- _EXERCISE AIM_
Reproduce the entries below word for word, from their first line up to and including the line that contains "Query: metal pillar".

───── RECORDS PROVIDED ─────

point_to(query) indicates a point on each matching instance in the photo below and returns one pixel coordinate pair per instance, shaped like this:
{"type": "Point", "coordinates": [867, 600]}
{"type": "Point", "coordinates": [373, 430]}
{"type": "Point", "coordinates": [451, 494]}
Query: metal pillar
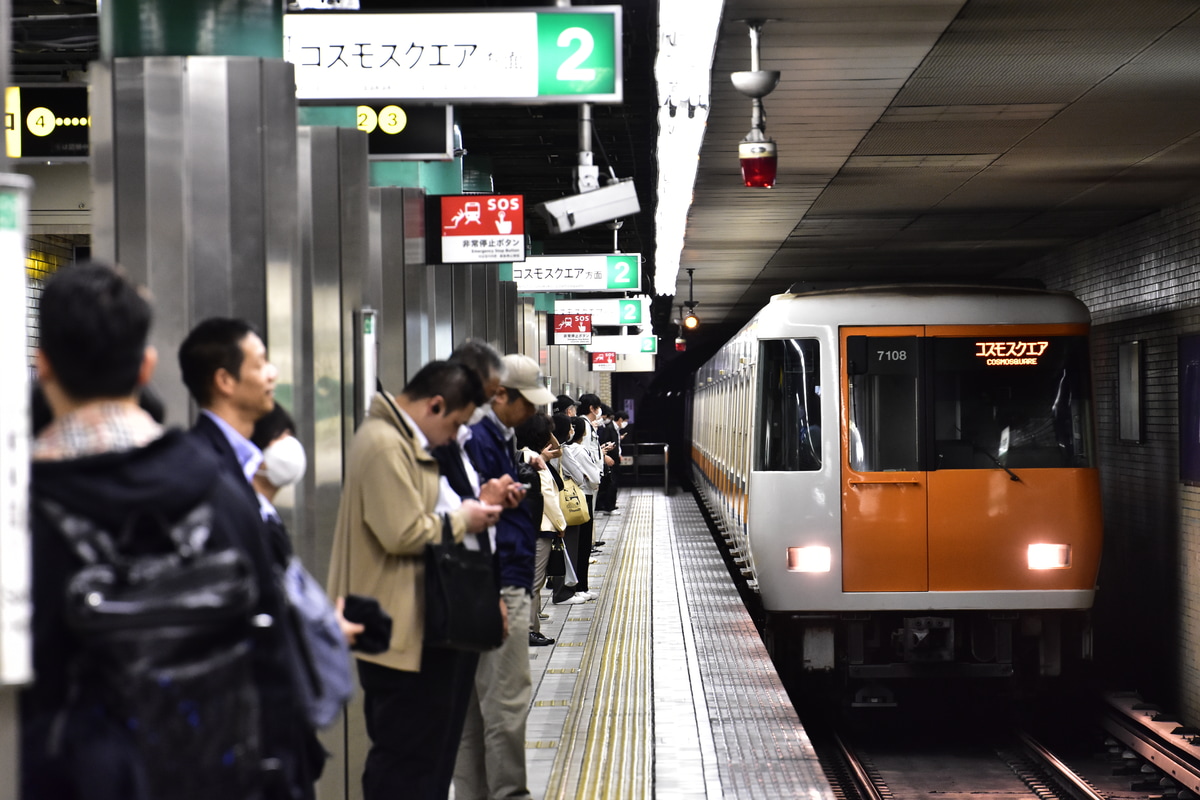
{"type": "Point", "coordinates": [315, 306]}
{"type": "Point", "coordinates": [195, 179]}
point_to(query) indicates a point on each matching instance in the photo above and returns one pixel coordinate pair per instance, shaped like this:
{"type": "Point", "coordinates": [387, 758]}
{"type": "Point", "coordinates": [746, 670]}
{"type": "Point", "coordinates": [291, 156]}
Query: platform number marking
{"type": "Point", "coordinates": [576, 54]}
{"type": "Point", "coordinates": [623, 272]}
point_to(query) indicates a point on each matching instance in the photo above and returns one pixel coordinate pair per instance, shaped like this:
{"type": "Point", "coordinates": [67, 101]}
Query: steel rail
{"type": "Point", "coordinates": [1066, 776]}
{"type": "Point", "coordinates": [867, 787]}
{"type": "Point", "coordinates": [1165, 757]}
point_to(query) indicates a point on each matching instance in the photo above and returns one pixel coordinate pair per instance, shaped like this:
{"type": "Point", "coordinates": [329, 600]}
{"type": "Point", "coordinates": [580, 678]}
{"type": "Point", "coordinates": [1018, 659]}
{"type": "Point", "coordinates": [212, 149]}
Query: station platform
{"type": "Point", "coordinates": [661, 686]}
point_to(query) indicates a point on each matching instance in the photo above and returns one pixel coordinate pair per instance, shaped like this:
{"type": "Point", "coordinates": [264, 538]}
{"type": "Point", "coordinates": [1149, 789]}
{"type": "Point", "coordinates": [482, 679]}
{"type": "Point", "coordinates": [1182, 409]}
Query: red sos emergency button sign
{"type": "Point", "coordinates": [483, 228]}
{"type": "Point", "coordinates": [604, 361]}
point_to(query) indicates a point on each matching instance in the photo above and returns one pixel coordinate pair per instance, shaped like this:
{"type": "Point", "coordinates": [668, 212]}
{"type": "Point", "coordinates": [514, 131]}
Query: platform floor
{"type": "Point", "coordinates": [661, 686]}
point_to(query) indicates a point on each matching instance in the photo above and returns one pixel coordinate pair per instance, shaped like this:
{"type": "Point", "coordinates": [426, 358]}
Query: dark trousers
{"type": "Point", "coordinates": [583, 552]}
{"type": "Point", "coordinates": [414, 721]}
{"type": "Point", "coordinates": [606, 495]}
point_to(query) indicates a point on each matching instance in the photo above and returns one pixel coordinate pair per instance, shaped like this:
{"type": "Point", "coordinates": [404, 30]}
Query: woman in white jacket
{"type": "Point", "coordinates": [533, 437]}
{"type": "Point", "coordinates": [585, 469]}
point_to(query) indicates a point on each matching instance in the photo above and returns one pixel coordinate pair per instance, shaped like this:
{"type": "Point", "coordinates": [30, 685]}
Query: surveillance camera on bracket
{"type": "Point", "coordinates": [607, 203]}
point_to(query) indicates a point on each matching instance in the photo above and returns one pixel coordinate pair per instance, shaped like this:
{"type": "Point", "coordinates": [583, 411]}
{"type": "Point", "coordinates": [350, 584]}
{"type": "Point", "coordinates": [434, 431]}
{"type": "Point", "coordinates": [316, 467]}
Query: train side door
{"type": "Point", "coordinates": [883, 487]}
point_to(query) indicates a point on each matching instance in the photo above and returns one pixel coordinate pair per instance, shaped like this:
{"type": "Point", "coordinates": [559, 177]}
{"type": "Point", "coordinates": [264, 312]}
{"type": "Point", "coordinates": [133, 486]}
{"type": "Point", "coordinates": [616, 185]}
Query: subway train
{"type": "Point", "coordinates": [907, 479]}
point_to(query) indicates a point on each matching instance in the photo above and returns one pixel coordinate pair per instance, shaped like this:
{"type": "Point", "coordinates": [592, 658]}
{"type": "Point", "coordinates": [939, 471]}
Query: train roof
{"type": "Point", "coordinates": [925, 305]}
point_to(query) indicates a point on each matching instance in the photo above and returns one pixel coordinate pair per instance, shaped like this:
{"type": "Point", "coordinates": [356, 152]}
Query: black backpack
{"type": "Point", "coordinates": [166, 643]}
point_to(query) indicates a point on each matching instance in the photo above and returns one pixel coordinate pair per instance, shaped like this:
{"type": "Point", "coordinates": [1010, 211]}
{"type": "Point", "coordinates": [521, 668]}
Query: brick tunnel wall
{"type": "Point", "coordinates": [1141, 282]}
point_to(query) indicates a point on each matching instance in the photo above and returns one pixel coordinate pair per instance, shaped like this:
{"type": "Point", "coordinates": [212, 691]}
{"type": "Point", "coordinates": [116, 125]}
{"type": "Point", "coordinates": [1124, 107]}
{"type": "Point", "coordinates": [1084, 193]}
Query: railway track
{"type": "Point", "coordinates": [1135, 751]}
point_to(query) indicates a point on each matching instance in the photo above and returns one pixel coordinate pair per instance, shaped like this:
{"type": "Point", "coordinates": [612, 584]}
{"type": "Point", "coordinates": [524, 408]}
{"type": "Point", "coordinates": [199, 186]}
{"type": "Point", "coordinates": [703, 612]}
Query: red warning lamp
{"type": "Point", "coordinates": [759, 161]}
{"type": "Point", "coordinates": [756, 152]}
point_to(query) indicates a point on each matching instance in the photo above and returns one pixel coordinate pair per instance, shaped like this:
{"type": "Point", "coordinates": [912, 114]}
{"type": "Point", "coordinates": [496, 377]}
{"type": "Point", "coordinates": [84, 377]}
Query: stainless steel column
{"type": "Point", "coordinates": [407, 335]}
{"type": "Point", "coordinates": [195, 178]}
{"type": "Point", "coordinates": [325, 289]}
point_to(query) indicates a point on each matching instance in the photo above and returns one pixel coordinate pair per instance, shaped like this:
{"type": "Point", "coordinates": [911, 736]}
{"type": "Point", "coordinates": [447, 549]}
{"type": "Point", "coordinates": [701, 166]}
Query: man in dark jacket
{"type": "Point", "coordinates": [225, 366]}
{"type": "Point", "coordinates": [108, 461]}
{"type": "Point", "coordinates": [491, 757]}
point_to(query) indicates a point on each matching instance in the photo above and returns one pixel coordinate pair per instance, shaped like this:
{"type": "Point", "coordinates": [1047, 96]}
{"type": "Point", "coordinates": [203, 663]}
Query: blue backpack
{"type": "Point", "coordinates": [325, 683]}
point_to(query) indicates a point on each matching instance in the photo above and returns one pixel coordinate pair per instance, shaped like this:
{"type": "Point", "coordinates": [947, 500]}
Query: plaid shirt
{"type": "Point", "coordinates": [96, 428]}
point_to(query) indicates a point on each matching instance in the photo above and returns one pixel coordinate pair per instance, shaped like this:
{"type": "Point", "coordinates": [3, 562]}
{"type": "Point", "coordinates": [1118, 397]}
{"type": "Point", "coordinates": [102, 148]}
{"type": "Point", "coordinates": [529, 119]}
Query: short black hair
{"type": "Point", "coordinates": [534, 432]}
{"type": "Point", "coordinates": [579, 427]}
{"type": "Point", "coordinates": [456, 383]}
{"type": "Point", "coordinates": [271, 426]}
{"type": "Point", "coordinates": [213, 344]}
{"type": "Point", "coordinates": [94, 325]}
{"type": "Point", "coordinates": [589, 402]}
{"type": "Point", "coordinates": [480, 356]}
{"type": "Point", "coordinates": [563, 428]}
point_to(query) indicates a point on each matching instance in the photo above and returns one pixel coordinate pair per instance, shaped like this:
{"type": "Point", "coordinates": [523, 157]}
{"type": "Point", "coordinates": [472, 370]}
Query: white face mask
{"type": "Point", "coordinates": [285, 462]}
{"type": "Point", "coordinates": [477, 415]}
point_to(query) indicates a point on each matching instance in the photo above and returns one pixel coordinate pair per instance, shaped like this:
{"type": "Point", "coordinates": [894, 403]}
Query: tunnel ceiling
{"type": "Point", "coordinates": [918, 140]}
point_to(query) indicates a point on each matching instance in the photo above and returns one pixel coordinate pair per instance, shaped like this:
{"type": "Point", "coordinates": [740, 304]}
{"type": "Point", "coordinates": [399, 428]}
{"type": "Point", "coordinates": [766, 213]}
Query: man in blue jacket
{"type": "Point", "coordinates": [491, 756]}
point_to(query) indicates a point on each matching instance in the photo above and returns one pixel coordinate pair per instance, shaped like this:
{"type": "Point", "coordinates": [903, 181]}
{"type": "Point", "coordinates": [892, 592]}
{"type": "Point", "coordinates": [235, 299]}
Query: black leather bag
{"type": "Point", "coordinates": [462, 608]}
{"type": "Point", "coordinates": [557, 564]}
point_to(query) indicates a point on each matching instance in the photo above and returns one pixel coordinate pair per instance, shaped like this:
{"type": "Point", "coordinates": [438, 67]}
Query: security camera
{"type": "Point", "coordinates": [611, 202]}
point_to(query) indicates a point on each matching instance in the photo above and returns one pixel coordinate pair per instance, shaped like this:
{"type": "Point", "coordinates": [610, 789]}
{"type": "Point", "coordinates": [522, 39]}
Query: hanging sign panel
{"type": "Point", "coordinates": [408, 132]}
{"type": "Point", "coordinates": [546, 55]}
{"type": "Point", "coordinates": [618, 272]}
{"type": "Point", "coordinates": [624, 344]}
{"type": "Point", "coordinates": [47, 122]}
{"type": "Point", "coordinates": [475, 228]}
{"type": "Point", "coordinates": [573, 329]}
{"type": "Point", "coordinates": [627, 311]}
{"type": "Point", "coordinates": [604, 361]}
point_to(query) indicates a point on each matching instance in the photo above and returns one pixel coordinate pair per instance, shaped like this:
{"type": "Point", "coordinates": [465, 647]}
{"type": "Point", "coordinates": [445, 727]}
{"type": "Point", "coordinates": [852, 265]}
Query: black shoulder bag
{"type": "Point", "coordinates": [462, 609]}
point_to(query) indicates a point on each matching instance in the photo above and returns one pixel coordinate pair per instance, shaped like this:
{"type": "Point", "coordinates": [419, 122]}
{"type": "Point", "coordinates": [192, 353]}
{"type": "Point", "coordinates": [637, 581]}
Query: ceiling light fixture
{"type": "Point", "coordinates": [690, 322]}
{"type": "Point", "coordinates": [757, 154]}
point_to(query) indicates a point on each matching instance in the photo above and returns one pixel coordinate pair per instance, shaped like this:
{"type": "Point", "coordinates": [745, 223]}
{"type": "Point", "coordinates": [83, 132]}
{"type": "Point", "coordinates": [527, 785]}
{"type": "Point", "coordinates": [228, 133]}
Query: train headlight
{"type": "Point", "coordinates": [1049, 557]}
{"type": "Point", "coordinates": [809, 559]}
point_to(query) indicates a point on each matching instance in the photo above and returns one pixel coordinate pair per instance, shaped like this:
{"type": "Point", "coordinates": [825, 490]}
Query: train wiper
{"type": "Point", "coordinates": [995, 461]}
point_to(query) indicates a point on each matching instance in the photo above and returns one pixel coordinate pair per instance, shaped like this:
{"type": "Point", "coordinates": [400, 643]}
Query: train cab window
{"type": "Point", "coordinates": [885, 419]}
{"type": "Point", "coordinates": [789, 434]}
{"type": "Point", "coordinates": [1015, 402]}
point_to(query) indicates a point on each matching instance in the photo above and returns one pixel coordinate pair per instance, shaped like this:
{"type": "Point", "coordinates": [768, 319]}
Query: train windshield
{"type": "Point", "coordinates": [919, 403]}
{"type": "Point", "coordinates": [1011, 402]}
{"type": "Point", "coordinates": [789, 435]}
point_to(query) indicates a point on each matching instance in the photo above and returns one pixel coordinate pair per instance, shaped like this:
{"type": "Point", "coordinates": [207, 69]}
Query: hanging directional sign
{"type": "Point", "coordinates": [624, 344]}
{"type": "Point", "coordinates": [475, 228]}
{"type": "Point", "coordinates": [545, 55]}
{"type": "Point", "coordinates": [618, 272]}
{"type": "Point", "coordinates": [627, 311]}
{"type": "Point", "coordinates": [573, 329]}
{"type": "Point", "coordinates": [604, 361]}
{"type": "Point", "coordinates": [47, 122]}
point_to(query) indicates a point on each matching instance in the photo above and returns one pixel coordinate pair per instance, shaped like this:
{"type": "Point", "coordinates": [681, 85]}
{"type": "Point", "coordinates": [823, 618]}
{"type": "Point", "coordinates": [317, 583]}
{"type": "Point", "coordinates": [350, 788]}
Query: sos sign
{"type": "Point", "coordinates": [477, 228]}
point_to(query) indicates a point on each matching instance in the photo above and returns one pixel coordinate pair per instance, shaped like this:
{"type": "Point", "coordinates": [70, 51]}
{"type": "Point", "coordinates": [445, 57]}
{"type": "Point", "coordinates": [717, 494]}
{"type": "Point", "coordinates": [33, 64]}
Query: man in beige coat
{"type": "Point", "coordinates": [385, 518]}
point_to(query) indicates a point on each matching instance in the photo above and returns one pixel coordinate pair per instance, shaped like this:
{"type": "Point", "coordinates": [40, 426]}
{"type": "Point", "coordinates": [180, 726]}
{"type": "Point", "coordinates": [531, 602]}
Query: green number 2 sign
{"type": "Point", "coordinates": [624, 272]}
{"type": "Point", "coordinates": [576, 54]}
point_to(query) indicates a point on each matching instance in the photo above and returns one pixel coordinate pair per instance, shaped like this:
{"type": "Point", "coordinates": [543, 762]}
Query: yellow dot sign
{"type": "Point", "coordinates": [393, 119]}
{"type": "Point", "coordinates": [389, 119]}
{"type": "Point", "coordinates": [41, 121]}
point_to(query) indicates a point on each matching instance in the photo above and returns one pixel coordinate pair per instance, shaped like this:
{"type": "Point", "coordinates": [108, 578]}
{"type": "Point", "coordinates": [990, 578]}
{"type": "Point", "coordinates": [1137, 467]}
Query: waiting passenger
{"type": "Point", "coordinates": [385, 519]}
{"type": "Point", "coordinates": [535, 437]}
{"type": "Point", "coordinates": [106, 459]}
{"type": "Point", "coordinates": [491, 757]}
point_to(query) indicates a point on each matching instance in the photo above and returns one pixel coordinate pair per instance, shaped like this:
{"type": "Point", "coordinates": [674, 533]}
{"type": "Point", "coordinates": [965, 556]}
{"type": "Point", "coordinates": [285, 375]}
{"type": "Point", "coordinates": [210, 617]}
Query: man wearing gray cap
{"type": "Point", "coordinates": [491, 755]}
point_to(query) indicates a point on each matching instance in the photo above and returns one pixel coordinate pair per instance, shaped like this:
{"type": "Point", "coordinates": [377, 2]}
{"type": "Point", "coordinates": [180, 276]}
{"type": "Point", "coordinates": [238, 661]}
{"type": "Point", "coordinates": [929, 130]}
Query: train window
{"type": "Point", "coordinates": [1018, 402]}
{"type": "Point", "coordinates": [789, 431]}
{"type": "Point", "coordinates": [883, 403]}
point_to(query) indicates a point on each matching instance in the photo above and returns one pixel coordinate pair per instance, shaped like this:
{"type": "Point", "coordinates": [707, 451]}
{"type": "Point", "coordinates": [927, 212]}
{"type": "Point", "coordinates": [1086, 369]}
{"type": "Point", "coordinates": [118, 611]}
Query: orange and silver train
{"type": "Point", "coordinates": [907, 477]}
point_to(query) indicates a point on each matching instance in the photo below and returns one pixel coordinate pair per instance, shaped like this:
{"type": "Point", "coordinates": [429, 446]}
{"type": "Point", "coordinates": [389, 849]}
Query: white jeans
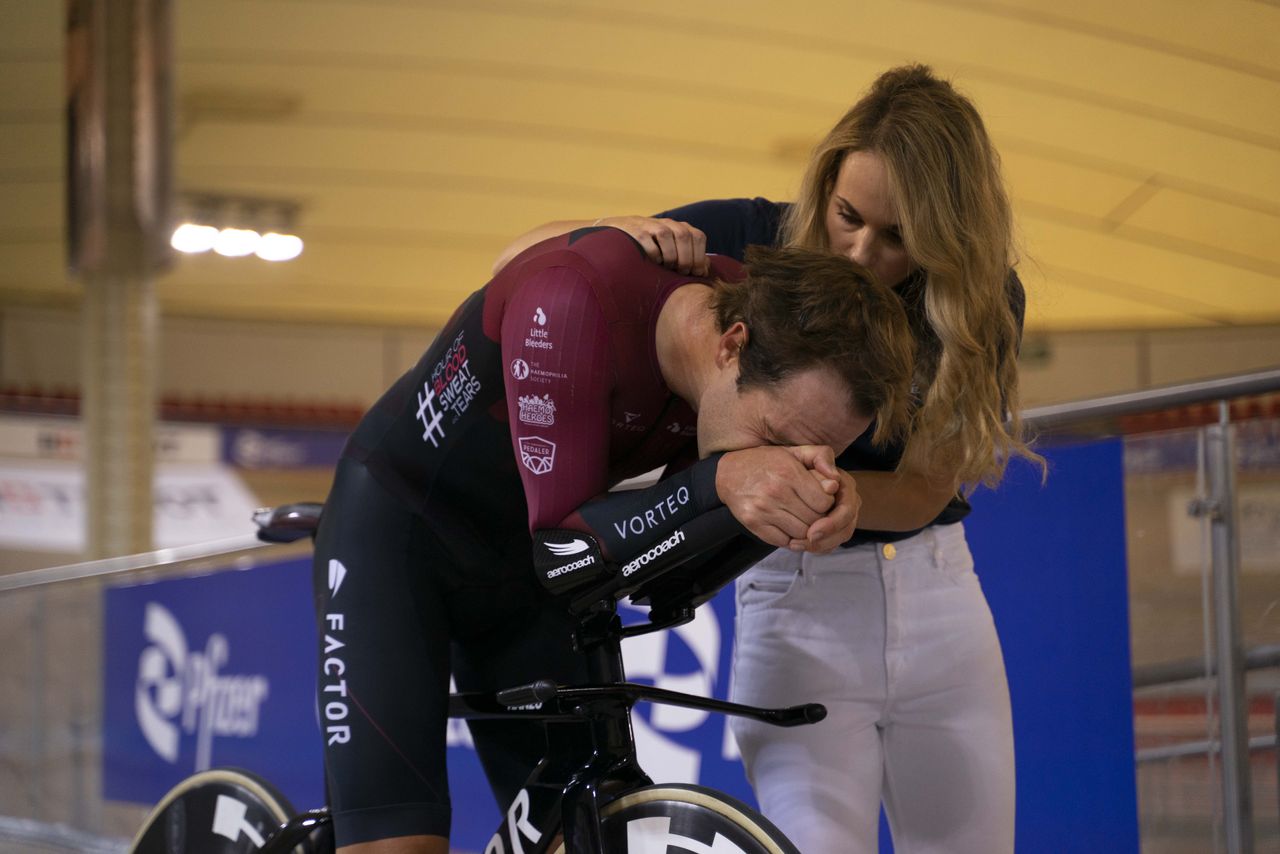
{"type": "Point", "coordinates": [899, 644]}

─────

- _FULL RESPONSE_
point_to(query) indicates a point on each matching instance in the photo below and returns one pixel coordinate pair per instance, shaped like this:
{"type": "Point", "coordinates": [867, 600]}
{"type": "Point", "coordinates": [373, 430]}
{"type": "Point", "coordinates": [451, 494]}
Query: metal pillar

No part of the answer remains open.